■ Data extracts

+++

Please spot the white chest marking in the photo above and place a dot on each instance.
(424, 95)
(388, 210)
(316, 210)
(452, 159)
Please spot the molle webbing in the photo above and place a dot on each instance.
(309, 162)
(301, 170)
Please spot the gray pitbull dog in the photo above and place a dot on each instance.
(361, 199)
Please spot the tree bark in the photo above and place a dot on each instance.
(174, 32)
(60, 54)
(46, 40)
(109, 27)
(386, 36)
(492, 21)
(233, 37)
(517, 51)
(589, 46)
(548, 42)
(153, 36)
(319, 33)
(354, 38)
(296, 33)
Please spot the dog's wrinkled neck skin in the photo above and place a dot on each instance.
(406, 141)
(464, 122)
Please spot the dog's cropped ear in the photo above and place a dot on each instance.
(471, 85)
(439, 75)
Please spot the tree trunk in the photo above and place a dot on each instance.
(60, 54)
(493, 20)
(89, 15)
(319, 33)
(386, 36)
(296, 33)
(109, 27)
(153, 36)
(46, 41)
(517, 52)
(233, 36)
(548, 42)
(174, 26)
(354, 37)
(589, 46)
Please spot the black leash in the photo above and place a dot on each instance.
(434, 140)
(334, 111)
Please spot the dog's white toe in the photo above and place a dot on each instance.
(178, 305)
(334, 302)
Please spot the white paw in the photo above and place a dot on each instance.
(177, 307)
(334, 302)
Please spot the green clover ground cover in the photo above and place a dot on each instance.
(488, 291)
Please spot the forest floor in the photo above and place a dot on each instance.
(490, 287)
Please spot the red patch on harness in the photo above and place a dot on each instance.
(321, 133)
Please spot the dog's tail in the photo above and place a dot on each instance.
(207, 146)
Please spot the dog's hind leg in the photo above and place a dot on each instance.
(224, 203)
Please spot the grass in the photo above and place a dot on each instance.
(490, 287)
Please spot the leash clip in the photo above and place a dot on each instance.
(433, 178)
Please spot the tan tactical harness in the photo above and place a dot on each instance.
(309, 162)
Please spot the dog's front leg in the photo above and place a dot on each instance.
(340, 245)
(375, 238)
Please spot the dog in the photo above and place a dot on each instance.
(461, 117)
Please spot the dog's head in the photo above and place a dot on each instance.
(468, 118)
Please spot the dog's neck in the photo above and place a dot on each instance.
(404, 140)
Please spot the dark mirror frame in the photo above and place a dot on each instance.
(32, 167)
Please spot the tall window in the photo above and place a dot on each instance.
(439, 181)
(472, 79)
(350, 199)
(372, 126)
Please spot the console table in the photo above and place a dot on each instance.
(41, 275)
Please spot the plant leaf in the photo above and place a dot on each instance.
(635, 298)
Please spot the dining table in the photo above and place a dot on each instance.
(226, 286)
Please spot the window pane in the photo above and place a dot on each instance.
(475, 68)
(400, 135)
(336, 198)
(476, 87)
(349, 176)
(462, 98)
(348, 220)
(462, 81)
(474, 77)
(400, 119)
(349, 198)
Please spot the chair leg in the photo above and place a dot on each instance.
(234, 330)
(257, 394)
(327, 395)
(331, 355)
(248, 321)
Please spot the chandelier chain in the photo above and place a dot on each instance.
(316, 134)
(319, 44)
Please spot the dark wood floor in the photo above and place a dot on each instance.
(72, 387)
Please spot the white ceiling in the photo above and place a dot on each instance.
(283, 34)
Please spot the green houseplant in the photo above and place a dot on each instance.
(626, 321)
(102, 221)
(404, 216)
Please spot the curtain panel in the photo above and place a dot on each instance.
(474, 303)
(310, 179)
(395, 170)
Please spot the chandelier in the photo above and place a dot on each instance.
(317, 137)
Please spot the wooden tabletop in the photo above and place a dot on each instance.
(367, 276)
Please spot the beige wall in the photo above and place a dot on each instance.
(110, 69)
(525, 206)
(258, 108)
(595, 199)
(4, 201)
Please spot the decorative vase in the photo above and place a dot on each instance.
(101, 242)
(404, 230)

+++

■ Brief
Each line from the one with "Please spot the green houseplant" through the end of the entries above must be set down exactly, both end lines included, and no other line may appear.

■ Response
Please spot the green houseplant in the photo above and place a dot on each instance.
(626, 321)
(102, 221)
(404, 216)
Please spot the curtain panel in the photo above and place a dot on each instance.
(474, 303)
(310, 179)
(395, 170)
Please spot the chandelier in the photo above and place a dot on each instance.
(317, 137)
Please spot the wooden tabletop in the photo above and place a dot on each instance.
(367, 276)
Please spot the beige wall in the photo above and place a dot on each instance.
(110, 69)
(525, 206)
(258, 108)
(595, 199)
(4, 201)
Please spot the decorative vase in the photo above and place a dot on each instance.
(101, 242)
(404, 230)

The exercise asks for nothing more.